A word-for-word copy of the records below is required.

------------------------

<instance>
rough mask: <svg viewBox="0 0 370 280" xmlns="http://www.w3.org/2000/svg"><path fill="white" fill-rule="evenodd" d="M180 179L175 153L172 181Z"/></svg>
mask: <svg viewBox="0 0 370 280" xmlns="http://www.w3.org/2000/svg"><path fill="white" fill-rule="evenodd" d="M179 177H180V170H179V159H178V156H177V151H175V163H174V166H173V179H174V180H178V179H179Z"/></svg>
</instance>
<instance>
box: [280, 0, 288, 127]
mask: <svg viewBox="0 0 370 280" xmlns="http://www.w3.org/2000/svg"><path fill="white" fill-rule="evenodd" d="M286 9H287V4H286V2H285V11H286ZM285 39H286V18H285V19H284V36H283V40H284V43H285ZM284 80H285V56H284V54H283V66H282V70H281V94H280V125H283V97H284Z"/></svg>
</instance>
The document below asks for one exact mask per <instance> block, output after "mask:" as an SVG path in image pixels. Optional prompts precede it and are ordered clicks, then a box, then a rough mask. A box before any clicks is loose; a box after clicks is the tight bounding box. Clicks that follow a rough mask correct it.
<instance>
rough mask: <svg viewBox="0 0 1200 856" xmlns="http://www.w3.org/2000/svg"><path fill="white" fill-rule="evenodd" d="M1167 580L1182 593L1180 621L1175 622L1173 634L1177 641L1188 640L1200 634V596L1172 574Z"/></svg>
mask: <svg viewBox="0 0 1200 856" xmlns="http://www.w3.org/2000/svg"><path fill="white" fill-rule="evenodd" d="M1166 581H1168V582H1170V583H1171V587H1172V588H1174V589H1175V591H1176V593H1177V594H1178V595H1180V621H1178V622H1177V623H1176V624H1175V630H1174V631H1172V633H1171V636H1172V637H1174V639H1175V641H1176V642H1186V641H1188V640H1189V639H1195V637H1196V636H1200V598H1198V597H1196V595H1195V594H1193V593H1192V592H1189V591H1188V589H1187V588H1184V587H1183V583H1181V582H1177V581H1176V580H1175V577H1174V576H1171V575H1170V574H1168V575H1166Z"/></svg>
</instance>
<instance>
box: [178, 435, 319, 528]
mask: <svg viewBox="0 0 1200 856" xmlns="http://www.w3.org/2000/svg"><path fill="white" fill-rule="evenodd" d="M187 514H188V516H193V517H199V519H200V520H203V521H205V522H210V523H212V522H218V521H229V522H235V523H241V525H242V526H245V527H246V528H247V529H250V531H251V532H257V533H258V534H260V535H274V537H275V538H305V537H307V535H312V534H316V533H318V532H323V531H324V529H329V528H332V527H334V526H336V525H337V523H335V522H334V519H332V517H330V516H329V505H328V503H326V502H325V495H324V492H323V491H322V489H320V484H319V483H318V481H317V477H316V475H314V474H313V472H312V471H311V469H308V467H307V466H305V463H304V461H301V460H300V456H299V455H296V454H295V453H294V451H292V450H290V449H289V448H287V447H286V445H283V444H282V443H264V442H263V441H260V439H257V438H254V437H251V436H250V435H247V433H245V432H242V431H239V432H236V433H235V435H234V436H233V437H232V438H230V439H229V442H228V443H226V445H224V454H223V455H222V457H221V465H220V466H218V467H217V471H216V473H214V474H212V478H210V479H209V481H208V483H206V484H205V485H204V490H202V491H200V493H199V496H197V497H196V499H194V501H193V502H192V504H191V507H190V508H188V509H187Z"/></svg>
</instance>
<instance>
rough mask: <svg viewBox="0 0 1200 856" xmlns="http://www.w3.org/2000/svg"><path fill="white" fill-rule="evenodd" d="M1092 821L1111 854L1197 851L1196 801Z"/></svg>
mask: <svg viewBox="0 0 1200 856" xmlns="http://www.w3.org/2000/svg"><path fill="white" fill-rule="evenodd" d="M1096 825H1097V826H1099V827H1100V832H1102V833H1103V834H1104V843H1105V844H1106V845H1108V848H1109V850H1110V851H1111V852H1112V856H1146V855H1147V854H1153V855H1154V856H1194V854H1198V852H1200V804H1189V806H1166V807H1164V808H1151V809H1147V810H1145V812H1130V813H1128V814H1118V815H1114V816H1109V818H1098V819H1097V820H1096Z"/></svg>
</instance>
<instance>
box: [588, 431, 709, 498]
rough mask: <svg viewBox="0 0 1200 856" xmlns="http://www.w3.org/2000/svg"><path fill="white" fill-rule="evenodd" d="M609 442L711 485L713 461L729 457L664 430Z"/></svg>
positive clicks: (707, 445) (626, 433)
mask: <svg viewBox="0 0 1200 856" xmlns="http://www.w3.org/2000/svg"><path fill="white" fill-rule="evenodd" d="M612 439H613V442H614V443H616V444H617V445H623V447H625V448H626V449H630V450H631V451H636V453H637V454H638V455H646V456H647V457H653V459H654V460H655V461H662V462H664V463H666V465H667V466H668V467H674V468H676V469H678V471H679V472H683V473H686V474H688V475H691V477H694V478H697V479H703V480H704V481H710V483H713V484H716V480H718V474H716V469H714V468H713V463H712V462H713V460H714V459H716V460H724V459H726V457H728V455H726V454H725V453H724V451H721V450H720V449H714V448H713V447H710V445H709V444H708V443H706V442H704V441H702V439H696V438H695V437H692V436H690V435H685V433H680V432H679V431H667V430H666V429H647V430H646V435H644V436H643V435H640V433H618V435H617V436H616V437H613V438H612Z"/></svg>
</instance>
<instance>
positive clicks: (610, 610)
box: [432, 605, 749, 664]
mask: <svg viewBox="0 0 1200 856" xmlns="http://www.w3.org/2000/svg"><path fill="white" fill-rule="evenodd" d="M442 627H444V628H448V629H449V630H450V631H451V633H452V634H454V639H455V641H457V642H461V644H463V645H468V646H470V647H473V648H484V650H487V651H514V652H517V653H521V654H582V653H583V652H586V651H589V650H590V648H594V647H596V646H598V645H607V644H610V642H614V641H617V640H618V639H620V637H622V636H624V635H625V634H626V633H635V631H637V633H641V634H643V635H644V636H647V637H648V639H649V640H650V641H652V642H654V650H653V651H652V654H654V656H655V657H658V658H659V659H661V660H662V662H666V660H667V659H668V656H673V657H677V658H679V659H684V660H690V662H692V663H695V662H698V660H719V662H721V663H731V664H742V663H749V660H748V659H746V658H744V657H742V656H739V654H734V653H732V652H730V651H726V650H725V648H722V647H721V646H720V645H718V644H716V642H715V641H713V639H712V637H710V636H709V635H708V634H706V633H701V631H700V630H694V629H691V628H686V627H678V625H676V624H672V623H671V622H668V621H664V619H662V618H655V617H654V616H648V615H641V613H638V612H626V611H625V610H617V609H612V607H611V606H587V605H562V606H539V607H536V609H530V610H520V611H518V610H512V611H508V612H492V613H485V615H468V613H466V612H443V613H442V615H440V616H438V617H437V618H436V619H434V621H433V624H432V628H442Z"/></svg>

------------------------

> [WRITTEN ANSWER]
<instance>
rough mask: <svg viewBox="0 0 370 280" xmlns="http://www.w3.org/2000/svg"><path fill="white" fill-rule="evenodd" d="M180 179L175 153L172 181Z"/></svg>
mask: <svg viewBox="0 0 370 280" xmlns="http://www.w3.org/2000/svg"><path fill="white" fill-rule="evenodd" d="M179 177H180V170H179V159H178V156H177V151H175V163H174V166H173V179H174V180H178V179H179Z"/></svg>
</instance>
<instance>
box: [280, 0, 288, 127]
mask: <svg viewBox="0 0 370 280" xmlns="http://www.w3.org/2000/svg"><path fill="white" fill-rule="evenodd" d="M286 9H287V4H286V2H285V11H286ZM285 39H286V18H285V19H284V36H283V40H284V43H285ZM284 80H285V56H284V54H283V66H282V70H281V94H280V125H283V97H284Z"/></svg>
</instance>
The document below asks for one exact mask per <instance> block, output after "mask:" as an SVG path in image pixels. Optional prompts precede it and are ordered clicks, then a box, then a rough mask. A box before any clicks is loose; a box after clicks is the tight bounding box. Clicks that follow a rough mask correct it.
<instance>
rough mask: <svg viewBox="0 0 1200 856" xmlns="http://www.w3.org/2000/svg"><path fill="white" fill-rule="evenodd" d="M1167 580L1182 593L1180 621L1175 622L1173 634L1177 641L1188 640L1200 634V596L1172 574Z"/></svg>
mask: <svg viewBox="0 0 1200 856" xmlns="http://www.w3.org/2000/svg"><path fill="white" fill-rule="evenodd" d="M1166 581H1168V582H1170V583H1171V587H1172V588H1174V589H1175V591H1176V593H1177V594H1178V595H1180V621H1178V622H1177V623H1176V624H1175V630H1174V631H1172V633H1171V636H1172V637H1174V639H1175V641H1176V642H1186V641H1188V640H1189V639H1195V637H1196V636H1200V598H1198V597H1196V595H1195V594H1193V593H1192V592H1189V591H1188V589H1187V588H1184V587H1183V583H1181V582H1177V581H1176V580H1175V577H1174V576H1171V575H1170V574H1168V575H1166Z"/></svg>
</instance>
<instance>
box: [178, 435, 319, 528]
mask: <svg viewBox="0 0 1200 856" xmlns="http://www.w3.org/2000/svg"><path fill="white" fill-rule="evenodd" d="M187 514H188V516H193V517H199V519H200V520H203V521H205V522H210V523H212V522H218V521H229V522H235V523H241V525H242V526H245V527H246V528H247V529H250V531H251V532H257V533H258V534H260V535H274V537H275V538H305V537H307V535H312V534H316V533H318V532H323V531H324V529H329V528H332V527H334V526H336V525H337V523H335V522H334V519H332V517H330V516H329V505H328V503H326V502H325V495H324V492H323V491H322V489H320V484H319V483H318V481H317V477H316V475H314V474H313V472H312V471H311V469H308V467H307V466H305V463H304V461H301V460H300V456H299V455H296V454H295V453H294V451H292V450H290V449H289V448H287V447H286V445H283V444H282V443H264V442H263V441H260V439H257V438H254V437H251V436H250V435H247V433H245V432H242V431H239V432H236V433H235V435H234V436H233V437H232V438H230V439H229V442H228V443H226V445H224V454H223V455H222V457H221V465H220V466H218V467H217V471H216V473H214V474H212V478H210V479H209V481H208V483H206V484H205V485H204V490H202V491H200V493H199V496H197V497H196V499H194V501H193V502H192V504H191V507H190V508H188V509H187Z"/></svg>
</instance>
<instance>
rough mask: <svg viewBox="0 0 1200 856" xmlns="http://www.w3.org/2000/svg"><path fill="white" fill-rule="evenodd" d="M1092 821L1111 854L1197 851L1196 801Z"/></svg>
mask: <svg viewBox="0 0 1200 856" xmlns="http://www.w3.org/2000/svg"><path fill="white" fill-rule="evenodd" d="M1096 825H1097V826H1099V827H1100V832H1102V833H1103V834H1104V843H1105V844H1106V845H1108V848H1109V850H1110V851H1111V852H1112V856H1146V855H1147V854H1153V855H1154V856H1194V854H1198V852H1200V804H1189V806H1166V807H1164V808H1151V809H1147V810H1145V812H1130V813H1128V814H1118V815H1114V816H1109V818H1098V819H1097V820H1096Z"/></svg>
</instance>
<instance>
box: [588, 431, 709, 498]
rough mask: <svg viewBox="0 0 1200 856" xmlns="http://www.w3.org/2000/svg"><path fill="white" fill-rule="evenodd" d="M609 442L711 485L713 461L729 457L664 430Z"/></svg>
positive clicks: (707, 445) (626, 433)
mask: <svg viewBox="0 0 1200 856" xmlns="http://www.w3.org/2000/svg"><path fill="white" fill-rule="evenodd" d="M612 439H613V442H614V443H616V444H617V445H623V447H625V448H626V449H630V450H631V451H636V453H637V454H638V455H646V456H647V457H653V459H654V460H655V461H662V462H664V463H666V465H667V466H668V467H674V468H676V469H678V471H679V472H683V473H686V474H688V475H691V477H694V478H697V479H703V480H704V481H710V483H713V484H716V480H718V474H716V469H714V468H713V463H712V462H713V460H714V459H716V460H724V459H726V457H728V455H726V454H725V453H724V451H721V450H720V449H714V448H713V447H710V445H709V444H708V443H706V442H704V441H702V439H696V438H695V437H692V436H690V435H685V433H680V432H679V431H667V430H666V429H647V430H646V435H644V436H643V435H640V433H618V435H617V436H616V437H613V438H612Z"/></svg>
</instance>
<instance>
positive clicks: (610, 610)
box: [432, 605, 749, 664]
mask: <svg viewBox="0 0 1200 856" xmlns="http://www.w3.org/2000/svg"><path fill="white" fill-rule="evenodd" d="M442 627H444V628H448V629H449V630H450V631H451V633H452V634H454V639H455V641H457V642H461V644H463V645H468V646H470V647H473V648H484V650H487V651H514V652H517V653H521V654H582V653H583V652H586V651H589V650H590V648H594V647H596V646H598V645H607V644H610V642H614V641H617V640H618V639H620V637H622V636H624V635H625V634H626V633H635V631H637V633H641V634H643V635H644V636H647V637H648V639H649V640H650V641H652V642H654V650H653V651H652V654H654V656H655V657H658V658H659V659H661V660H662V662H666V660H667V659H668V656H673V657H677V658H679V659H684V660H690V662H692V663H695V662H698V660H719V662H721V663H731V664H742V663H749V660H748V659H746V658H744V657H742V656H739V654H734V653H732V652H730V651H726V650H725V648H722V647H721V646H720V645H718V644H716V642H715V641H713V639H712V637H710V636H709V635H708V634H706V633H701V631H700V630H694V629H691V628H686V627H678V625H676V624H672V623H671V622H668V621H664V619H662V618H655V617H654V616H648V615H641V613H638V612H626V611H625V610H617V609H612V607H611V606H587V605H562V606H539V607H536V609H530V610H520V611H518V610H512V611H508V612H492V613H485V615H468V613H466V612H443V613H442V615H440V616H438V617H437V618H436V619H434V621H433V624H432V628H442Z"/></svg>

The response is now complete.